### TASK TO CARRY OUT
Update the data from its first line through the line that contains "top-left (93, 54), bottom-right (117, 66)" by replacing "Detections" with "Matches", leaving everything else unchanged.

### SUPPLIED RECORDS
****

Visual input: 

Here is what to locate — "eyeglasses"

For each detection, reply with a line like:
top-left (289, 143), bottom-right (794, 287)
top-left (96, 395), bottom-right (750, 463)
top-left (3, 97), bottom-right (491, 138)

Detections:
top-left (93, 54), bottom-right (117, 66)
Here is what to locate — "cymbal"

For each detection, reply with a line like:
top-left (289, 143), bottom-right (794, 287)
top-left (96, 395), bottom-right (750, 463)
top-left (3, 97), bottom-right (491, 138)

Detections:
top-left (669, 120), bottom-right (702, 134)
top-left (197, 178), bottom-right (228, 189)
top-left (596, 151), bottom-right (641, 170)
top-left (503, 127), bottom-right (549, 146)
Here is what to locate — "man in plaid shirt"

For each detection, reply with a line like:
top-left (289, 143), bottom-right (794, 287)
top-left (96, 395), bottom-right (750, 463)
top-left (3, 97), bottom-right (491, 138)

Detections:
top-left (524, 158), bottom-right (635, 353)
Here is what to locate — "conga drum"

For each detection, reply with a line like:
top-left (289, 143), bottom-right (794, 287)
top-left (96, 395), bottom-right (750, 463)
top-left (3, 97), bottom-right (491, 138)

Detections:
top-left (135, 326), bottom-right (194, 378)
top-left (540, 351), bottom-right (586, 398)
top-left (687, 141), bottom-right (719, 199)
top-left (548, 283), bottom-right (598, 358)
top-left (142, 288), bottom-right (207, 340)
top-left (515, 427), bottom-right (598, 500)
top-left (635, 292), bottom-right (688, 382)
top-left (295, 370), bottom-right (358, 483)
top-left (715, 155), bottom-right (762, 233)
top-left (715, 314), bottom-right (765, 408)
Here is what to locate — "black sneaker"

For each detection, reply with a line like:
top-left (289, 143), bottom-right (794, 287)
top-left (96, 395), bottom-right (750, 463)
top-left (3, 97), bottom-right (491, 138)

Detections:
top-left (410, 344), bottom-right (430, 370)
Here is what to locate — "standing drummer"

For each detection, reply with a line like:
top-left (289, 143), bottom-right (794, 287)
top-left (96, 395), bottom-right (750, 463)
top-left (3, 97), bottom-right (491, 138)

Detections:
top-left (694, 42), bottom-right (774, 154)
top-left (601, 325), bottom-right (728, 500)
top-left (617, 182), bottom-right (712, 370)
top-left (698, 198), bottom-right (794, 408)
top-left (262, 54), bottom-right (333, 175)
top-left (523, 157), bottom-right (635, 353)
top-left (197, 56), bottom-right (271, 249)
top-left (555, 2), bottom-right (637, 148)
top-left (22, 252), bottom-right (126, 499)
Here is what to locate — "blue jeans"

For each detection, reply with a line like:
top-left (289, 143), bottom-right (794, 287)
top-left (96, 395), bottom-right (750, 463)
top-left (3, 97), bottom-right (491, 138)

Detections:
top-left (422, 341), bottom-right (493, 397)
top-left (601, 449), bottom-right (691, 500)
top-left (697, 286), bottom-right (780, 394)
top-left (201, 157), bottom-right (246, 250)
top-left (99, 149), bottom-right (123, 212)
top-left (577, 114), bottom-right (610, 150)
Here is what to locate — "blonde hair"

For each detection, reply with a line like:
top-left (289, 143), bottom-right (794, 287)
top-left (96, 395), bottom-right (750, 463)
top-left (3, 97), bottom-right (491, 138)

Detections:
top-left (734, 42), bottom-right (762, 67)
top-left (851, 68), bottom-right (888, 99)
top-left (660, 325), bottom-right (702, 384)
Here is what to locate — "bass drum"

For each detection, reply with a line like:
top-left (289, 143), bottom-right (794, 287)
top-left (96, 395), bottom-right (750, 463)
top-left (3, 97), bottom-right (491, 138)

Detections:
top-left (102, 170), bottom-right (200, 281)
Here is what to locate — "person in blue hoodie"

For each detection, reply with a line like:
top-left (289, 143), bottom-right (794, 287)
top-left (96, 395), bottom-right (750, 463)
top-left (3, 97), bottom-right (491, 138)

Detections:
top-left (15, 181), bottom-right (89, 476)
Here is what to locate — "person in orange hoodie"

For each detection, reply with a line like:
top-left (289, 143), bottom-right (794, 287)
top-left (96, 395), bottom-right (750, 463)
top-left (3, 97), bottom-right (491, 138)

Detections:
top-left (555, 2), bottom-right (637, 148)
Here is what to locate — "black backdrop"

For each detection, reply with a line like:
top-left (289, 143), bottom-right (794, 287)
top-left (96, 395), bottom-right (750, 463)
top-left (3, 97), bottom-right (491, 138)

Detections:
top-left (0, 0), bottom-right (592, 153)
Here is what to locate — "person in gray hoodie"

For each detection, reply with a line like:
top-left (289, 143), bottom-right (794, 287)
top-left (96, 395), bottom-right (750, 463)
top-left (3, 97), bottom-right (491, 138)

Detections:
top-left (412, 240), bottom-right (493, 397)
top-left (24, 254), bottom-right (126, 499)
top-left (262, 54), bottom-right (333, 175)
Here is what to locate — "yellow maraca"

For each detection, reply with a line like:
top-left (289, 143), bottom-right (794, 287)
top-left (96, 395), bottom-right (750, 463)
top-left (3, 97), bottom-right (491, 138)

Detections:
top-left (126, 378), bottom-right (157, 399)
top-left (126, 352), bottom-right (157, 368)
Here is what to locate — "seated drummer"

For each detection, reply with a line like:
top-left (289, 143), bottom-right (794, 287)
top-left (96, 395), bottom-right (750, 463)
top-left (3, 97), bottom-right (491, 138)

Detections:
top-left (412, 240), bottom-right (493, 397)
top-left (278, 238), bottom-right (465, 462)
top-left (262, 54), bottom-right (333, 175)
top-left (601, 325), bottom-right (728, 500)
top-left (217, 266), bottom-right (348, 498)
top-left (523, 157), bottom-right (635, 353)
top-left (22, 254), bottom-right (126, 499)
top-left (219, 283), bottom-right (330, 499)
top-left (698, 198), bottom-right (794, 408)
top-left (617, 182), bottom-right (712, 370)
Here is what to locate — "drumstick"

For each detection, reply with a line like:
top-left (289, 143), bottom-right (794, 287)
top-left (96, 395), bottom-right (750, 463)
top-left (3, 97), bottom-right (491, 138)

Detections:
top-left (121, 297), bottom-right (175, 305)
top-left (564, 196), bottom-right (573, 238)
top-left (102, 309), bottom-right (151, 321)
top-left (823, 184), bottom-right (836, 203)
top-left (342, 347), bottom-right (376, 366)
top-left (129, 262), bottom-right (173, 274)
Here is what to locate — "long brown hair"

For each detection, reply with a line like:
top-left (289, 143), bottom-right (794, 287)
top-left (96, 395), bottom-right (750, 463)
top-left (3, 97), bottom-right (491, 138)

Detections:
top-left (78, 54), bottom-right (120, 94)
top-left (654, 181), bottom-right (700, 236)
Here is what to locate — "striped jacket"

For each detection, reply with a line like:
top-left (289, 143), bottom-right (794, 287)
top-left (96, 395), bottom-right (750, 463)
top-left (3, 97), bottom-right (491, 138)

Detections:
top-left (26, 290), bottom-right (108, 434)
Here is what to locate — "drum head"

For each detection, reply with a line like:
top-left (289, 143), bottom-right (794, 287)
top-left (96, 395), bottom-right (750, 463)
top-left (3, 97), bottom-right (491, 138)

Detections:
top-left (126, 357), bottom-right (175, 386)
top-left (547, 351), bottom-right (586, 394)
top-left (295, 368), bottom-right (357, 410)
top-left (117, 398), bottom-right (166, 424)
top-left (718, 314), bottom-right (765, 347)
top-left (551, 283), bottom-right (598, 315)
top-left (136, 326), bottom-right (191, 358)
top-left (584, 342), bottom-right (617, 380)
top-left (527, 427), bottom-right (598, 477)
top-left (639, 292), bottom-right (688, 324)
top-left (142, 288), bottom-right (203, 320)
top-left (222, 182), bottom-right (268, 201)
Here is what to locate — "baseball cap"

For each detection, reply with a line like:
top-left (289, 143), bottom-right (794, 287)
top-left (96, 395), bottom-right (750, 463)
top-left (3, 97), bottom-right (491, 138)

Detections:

****

### PROBLEM SOLUTION
Visual input: 

Here is what to locate — "eyeglasses"

For each detection, reply with a line like:
top-left (289, 143), bottom-right (794, 287)
top-left (96, 395), bottom-right (750, 463)
top-left (3, 97), bottom-right (491, 138)

Matches:
top-left (93, 54), bottom-right (117, 66)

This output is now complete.